- _TO BE DONE_: Each line that follows is to be retyped exactly.

- _SUPPLIED DATA_:
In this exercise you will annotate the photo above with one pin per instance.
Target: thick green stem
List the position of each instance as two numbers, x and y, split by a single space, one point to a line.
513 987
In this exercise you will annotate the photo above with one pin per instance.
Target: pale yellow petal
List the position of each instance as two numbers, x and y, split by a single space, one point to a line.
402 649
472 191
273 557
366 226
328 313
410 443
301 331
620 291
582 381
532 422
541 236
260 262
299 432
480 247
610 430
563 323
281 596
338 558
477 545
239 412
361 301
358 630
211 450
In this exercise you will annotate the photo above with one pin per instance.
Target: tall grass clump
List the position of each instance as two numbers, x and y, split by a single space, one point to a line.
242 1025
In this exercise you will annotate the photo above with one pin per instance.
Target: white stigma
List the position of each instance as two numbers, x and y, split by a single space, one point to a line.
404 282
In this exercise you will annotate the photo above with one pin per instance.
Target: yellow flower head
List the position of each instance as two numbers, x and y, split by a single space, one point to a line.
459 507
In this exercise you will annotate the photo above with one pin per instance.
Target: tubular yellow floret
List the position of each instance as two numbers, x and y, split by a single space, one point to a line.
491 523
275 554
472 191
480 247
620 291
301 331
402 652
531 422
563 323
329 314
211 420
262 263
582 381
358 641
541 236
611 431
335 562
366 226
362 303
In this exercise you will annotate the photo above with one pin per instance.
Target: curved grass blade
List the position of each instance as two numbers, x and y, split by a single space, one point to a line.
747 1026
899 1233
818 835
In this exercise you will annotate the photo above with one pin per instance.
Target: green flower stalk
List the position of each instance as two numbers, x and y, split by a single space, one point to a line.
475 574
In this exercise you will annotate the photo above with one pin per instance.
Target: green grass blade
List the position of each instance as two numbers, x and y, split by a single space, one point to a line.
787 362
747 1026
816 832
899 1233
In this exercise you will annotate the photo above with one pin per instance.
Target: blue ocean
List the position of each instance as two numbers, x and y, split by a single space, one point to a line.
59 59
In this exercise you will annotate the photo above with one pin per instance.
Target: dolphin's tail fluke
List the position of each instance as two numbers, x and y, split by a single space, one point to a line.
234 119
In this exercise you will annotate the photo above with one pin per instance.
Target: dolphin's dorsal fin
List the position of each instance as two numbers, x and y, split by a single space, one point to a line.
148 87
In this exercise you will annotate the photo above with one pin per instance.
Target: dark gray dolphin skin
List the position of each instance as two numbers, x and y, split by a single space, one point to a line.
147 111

- _EXERCISE ANSWER_:
In this exercise you will annotate the photo above with one pin per instance.
Target: thick green stem
List the position of each instance as two numbers, x and y, split by a single space, one point to a line.
513 987
In this exercise you will annotate the photo above with one pin per instance.
Target: pale yellow petal
List the position of each instance as two numbers, x and y, split by a single space, one point to a line.
402 649
472 191
273 557
366 226
328 313
410 443
301 331
620 291
582 381
532 422
541 236
260 262
299 432
480 247
610 430
563 323
281 596
338 558
477 545
239 412
361 301
358 630
211 450
In this exercise you will annotate the photo above with one pin per instance.
Target: tall grass clump
List the position of each instance as two numbers, x and y, split by a single space, one point to a line.
242 1025
In this exercise you will annotate the photo above with one pin per instance.
Target: white stigma
List the position of each instance as two numbers, x and y, split by a single space, one point to a line.
404 282
In this exercise you will annotate the photo above with one pin per instance.
Target: yellow flower head
List the position of each instance as two numbers, x and y, split by a single space, one point to a line.
459 507
In this exercise you will annotate the photo above with one pin per instance.
Target: tubular yellow floret
List the position of each instance as two numbers, x and y, split by a single space, one point to a line.
491 523
275 554
472 191
480 247
620 291
301 331
402 652
531 422
563 323
329 314
211 420
262 263
582 381
358 641
541 236
611 431
335 562
366 226
362 303
In this exercise you will annotate the photo above with one pin per instance.
Target: curved grass blade
List the position of each instance as two numbers, x and y, split by a single space, one point to a line.
747 1026
899 1233
818 835
In this exercise you will annotate the photo above with one pin per instance.
Target: green flower stalk
List the position of each instance as two numbers, x and y, split by a single space, one point to a line.
475 574
In this exercise you will annotate the photo above with one pin per instance.
Target: green grass blade
List the position of each instance as two numbers, x and y, split by a single space, one point to a line.
787 362
747 1026
816 832
899 1233
In this exercise you will annotate the photo above with one pin per instance.
Target: blue ocean
List the position of each instance as two numbers, x and y, split by a single space, one point to a line.
59 59
In this exercise you will annotate the photo above with one pin per instance.
Target: dolphin's tail fluke
List the position of each instance as two numbers, x and y, split by a single space, one point to a line.
234 119
In this exercise you will annotate the photo above with one pin per instance.
Target: dolphin's dorsal fin
List the position of each instance as two numbers, x and y, split by a single space, one point to a line.
148 87
In this exercise you will annotate the photo above with one pin per instance.
Target: dark gray dolphin skin
List the position of each instance as two numbers, x and y, split by a single space, one point to a line.
147 111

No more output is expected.